WHAT THIS TASK INVOLVES: From the listing below, extract each line containing the string "distant".

DATA RECORDS:
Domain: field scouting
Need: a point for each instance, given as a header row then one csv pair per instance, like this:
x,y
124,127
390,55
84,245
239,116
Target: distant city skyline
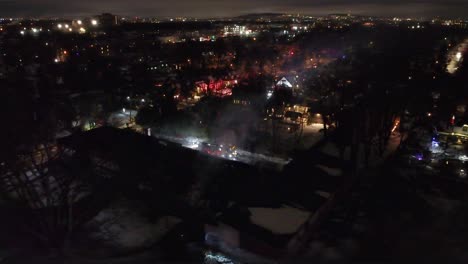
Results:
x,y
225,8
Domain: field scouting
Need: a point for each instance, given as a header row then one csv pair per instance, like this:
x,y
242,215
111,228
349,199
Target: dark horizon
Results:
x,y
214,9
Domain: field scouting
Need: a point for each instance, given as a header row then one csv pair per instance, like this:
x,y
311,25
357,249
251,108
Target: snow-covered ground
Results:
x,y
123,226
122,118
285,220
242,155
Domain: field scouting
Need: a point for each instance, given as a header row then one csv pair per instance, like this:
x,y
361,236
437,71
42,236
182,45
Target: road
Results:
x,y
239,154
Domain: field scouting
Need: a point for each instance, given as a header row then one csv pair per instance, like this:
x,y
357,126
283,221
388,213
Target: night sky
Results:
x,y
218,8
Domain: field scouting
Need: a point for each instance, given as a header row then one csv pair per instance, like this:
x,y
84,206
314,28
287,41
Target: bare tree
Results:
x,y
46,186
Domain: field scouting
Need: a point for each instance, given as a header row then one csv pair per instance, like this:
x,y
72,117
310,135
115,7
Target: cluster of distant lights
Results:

YOUR SOLUTION:
Target: distant city skyline
Target: cluster of distant lights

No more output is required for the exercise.